Stored records
▼

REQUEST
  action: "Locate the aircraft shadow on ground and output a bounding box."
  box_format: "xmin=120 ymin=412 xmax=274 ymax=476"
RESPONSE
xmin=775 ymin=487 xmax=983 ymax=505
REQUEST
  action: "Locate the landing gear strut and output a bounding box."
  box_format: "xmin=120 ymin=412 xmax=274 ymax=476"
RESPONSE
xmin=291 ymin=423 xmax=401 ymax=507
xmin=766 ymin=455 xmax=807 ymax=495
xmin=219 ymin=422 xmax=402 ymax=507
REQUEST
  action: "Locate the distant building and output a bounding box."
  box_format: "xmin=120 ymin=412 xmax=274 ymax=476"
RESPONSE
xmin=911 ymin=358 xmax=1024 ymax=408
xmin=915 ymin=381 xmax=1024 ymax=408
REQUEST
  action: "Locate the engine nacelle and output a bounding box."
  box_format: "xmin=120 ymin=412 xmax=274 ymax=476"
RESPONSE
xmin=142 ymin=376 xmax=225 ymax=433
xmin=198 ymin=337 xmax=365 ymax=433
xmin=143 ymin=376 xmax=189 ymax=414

▲

**Task description:**
Copy out all of the data exactly, leaving nothing out.

**Response to this exercise:**
REQUEST
  action: "Locate the aircraft shadow on ground and output a bounding box."
  box_format: "xmin=120 ymin=412 xmax=274 ymax=476"
RESPONSE
xmin=775 ymin=487 xmax=983 ymax=505
REQUEST
  action: "Locate the landing gear strut and output a bounding box."
  box_format: "xmin=120 ymin=412 xmax=274 ymax=476"
RESPONSE
xmin=291 ymin=423 xmax=401 ymax=507
xmin=766 ymin=455 xmax=807 ymax=495
xmin=219 ymin=422 xmax=402 ymax=507
REQUEST
  action: "Locate the distant building and output a bounding box."
  box_format: "xmin=120 ymin=412 xmax=274 ymax=476"
RESPONSE
xmin=911 ymin=358 xmax=1024 ymax=408
xmin=915 ymin=381 xmax=1024 ymax=408
REQUEST
  action: "Locate the engine nacelle and output a bounding box."
  box_format: "xmin=120 ymin=412 xmax=274 ymax=476"
RESPONSE
xmin=142 ymin=376 xmax=225 ymax=433
xmin=198 ymin=337 xmax=365 ymax=433
xmin=143 ymin=376 xmax=189 ymax=414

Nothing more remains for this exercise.